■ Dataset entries
######
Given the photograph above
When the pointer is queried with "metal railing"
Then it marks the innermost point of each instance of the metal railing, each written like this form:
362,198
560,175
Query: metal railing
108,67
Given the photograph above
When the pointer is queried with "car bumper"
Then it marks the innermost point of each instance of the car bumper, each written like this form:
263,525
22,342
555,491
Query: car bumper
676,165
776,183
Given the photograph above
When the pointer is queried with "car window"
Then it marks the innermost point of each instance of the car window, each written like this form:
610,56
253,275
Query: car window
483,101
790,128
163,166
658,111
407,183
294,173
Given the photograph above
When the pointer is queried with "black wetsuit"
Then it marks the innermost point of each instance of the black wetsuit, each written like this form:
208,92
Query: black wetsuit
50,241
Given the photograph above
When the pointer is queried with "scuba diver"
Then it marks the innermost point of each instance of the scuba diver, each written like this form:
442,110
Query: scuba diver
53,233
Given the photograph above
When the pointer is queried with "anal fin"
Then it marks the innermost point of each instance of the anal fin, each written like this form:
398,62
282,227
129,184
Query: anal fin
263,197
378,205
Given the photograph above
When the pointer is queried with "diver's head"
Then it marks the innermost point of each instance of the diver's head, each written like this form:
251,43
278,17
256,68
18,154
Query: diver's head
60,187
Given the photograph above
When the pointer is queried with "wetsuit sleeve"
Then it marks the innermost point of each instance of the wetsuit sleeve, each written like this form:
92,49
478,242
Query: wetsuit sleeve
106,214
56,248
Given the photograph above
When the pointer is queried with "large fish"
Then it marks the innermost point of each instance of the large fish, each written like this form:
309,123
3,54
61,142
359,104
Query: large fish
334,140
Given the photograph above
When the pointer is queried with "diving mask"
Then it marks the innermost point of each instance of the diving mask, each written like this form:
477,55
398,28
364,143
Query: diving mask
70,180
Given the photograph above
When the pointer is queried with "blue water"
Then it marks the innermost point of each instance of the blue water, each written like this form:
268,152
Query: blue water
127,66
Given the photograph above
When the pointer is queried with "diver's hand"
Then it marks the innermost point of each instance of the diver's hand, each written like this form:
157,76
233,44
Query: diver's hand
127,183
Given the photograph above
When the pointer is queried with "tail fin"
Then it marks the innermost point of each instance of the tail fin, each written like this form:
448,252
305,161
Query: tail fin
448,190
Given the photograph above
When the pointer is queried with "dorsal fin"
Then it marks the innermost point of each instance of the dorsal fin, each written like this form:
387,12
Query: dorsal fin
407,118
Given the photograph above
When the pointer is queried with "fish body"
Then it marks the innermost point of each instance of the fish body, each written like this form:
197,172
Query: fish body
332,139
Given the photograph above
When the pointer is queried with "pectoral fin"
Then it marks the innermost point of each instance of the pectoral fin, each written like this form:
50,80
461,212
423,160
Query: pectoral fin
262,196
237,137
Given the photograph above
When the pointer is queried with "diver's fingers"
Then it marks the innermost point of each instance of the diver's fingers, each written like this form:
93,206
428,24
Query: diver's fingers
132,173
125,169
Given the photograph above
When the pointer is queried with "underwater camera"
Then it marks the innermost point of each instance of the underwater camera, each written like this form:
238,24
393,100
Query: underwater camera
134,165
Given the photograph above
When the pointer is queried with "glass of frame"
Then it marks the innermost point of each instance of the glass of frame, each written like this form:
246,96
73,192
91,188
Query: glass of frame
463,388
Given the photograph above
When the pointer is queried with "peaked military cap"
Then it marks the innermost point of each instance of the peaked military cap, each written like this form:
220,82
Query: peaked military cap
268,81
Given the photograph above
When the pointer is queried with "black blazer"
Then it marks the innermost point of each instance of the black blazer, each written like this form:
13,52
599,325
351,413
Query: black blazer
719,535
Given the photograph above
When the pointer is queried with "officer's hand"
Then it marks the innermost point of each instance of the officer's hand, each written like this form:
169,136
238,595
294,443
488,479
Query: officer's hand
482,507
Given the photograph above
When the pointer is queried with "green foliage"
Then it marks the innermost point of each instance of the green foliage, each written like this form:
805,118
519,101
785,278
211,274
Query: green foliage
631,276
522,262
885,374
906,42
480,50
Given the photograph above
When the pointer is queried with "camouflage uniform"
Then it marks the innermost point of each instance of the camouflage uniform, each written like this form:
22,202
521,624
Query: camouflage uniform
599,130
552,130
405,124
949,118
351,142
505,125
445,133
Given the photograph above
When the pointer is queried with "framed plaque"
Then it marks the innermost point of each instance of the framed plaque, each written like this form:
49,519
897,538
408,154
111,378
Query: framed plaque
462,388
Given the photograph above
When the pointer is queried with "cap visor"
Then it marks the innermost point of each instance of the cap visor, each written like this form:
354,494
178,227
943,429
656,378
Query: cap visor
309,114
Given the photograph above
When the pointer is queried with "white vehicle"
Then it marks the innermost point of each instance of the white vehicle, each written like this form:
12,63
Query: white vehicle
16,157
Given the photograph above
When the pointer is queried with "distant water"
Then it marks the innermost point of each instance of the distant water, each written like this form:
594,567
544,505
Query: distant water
######
■ SET EXERCISE
Print every line of the records exactly. Omit nothing.

■ CORRECT OUTPUT
Given the photograph above
When the pointer is queried with "metal railing"
Then it marks the innermost point of each instance of the metal railing, each written like this form:
362,198
560,175
Query: metal railing
108,67
Given the photograph above
When the pointer is queried with "car bumper"
Then it marks the innermost point of each instance of the car bumper, each written like this form:
263,525
22,342
555,491
Query: car bumper
676,165
776,183
Given the photograph above
When the pointer is queried with "car window"
Then it marks the innermost point of each instance of the car window, each written like this form:
610,56
253,275
Query: car window
483,101
790,128
163,166
658,111
407,183
294,173
Given the photograph above
When the pointer is queried with "black wetsuit"
Then it marks the innermost point of each instance of the black wetsuit, each written like this form:
208,92
Query: black wetsuit
50,241
Given the photograph above
When the pointer is queried with "scuba diver"
Then it marks the innermost point of each instance of the scuba diver, each written like this form:
442,110
Query: scuba diver
53,233
Given the photograph above
When the pointer is queried with "anal fin"
Then it marks the innermost point of each instance of the anal fin, each written like this form:
398,62
282,227
129,184
Query: anal fin
263,197
378,205
Given the photograph above
When the pointer is queried with "diver's head"
Then it marks the innermost point of each instance of the diver's head, each written like this form:
251,43
278,17
256,68
18,154
Query: diver's head
60,187
Given the photograph above
When the pointer is queried with "wetsuit sleeve"
Then it marks the innermost point of each instance of the wetsuit sleeve, each written like this form:
92,49
478,242
Query: wetsuit sleeve
106,214
56,248
Given the photograph above
When the pointer is queried with "large fish"
Then it marks the innermost point of each instance of the large fish, each written like this form:
309,123
3,54
61,142
359,104
Query: large fish
334,140
Given the photograph above
When the pointer is queried with "diving mask"
Then it marks the innermost point of each instance of the diving mask, each written like this form:
477,55
398,28
364,143
Query: diving mask
70,180
Given the photograph above
When the pointer is queried with "blue water"
Then it marks the innermost point of each instance of the blue water, each written like this form:
268,152
Query: blue water
127,66
Given the photograph above
When the pointer is queried with "diver's hand"
Then it marks the innermost point of each instance of the diver's hand, each written like this form:
157,76
233,44
Query: diver's hand
127,183
Given the photograph above
When the pointer is queried with "tail fin"
Then it marks the innermost point of each instance of the tail fin, each written like this form:
448,252
305,161
Query: tail fin
448,190
Given the photograph above
When the pointer is queried with "dorsal fin"
Then it marks the innermost point of each instance of the dorsal fin, each written like this form:
387,12
Query: dorsal fin
407,118
Given the photograph above
When the pointer is queried with "fish body"
Then it marks the innermost point of each instance of the fish body, each written like this form:
197,172
Query: fish body
332,139
Given the photograph above
When the pointer is queried with "pectoral fin"
Then it marks the innermost point of each instance of the pectoral fin, each written like this form:
50,80
461,212
423,160
Query: pectoral fin
262,196
237,137
Given the photograph above
When the pointer is queried with "diver's fingers"
Then it marks the innermost point of each instance of the diver's fingers, each written like this form:
93,206
428,24
Query: diver's fingers
132,173
125,169
Given the photograph above
When the pointer is queried with "underwater camera"
Then it marks the innermost point of each instance of the underwater camera, each written like this form:
238,24
393,100
Query: underwater camera
134,165
Given the photograph above
When the pointer is queried with "glass of frame"
Then it marks the innermost point of each instance of the glass of frame, each written like this form:
246,96
73,192
91,188
Query: glass of frame
463,388
Given the photograph above
When the pointer is queried with "peaked military cap"
Then it marks the innermost point of each instance of the peaked military cap, each written like this form:
220,82
Query: peaked military cap
268,81
Given the photograph above
When the pointer is queried with "black blazer"
Then it marks the innermost point of each instance of the black blazer, each written like this form:
13,52
599,325
351,413
Query: black blazer
719,535
Given the photograph above
When the pointer is queried with "officer's hand"
Then it marks the innermost point of each instance of the officer's hand, each written like this form:
169,136
238,595
294,443
488,479
Query: officer's hand
482,507
Given the photograph above
When the pointer is queried with "green foliage"
Then it marks the innermost point of each instance of the green foliage, each written like this form:
805,118
519,101
785,278
211,274
Query: green foliage
631,276
522,262
885,374
906,42
480,50
Given the photograph above
When the pointer is queried with "camouflage uniform"
Then it marks the innermost point of each instance of the camouflage uniform, each written like this form:
22,202
521,624
Query: camouflage uniform
599,130
552,130
405,124
949,118
351,142
505,125
445,133
Given the photograph above
When the pointer is queried with "framed plaque"
Then it marks the innermost point of each instance of the framed plaque, each written like this form:
49,519
897,538
408,154
111,378
Query: framed plaque
462,388
Given the photograph above
When the pointer is queried with "cap visor"
Then it marks the innermost point of each instance of the cap visor, each written like this form:
354,494
178,227
943,429
656,378
Query: cap visor
309,114
Given the photograph above
When the pointer is queried with "white vehicle"
Then it marks the innermost point of each instance of the white vehicle, each written like this form:
12,63
Query: white vehicle
16,157
Given the photograph above
When the pointer is queried with "distant water"
Then it marks the innermost point of each instance of the distant water, each written like this form:
594,567
544,505
Query: distant water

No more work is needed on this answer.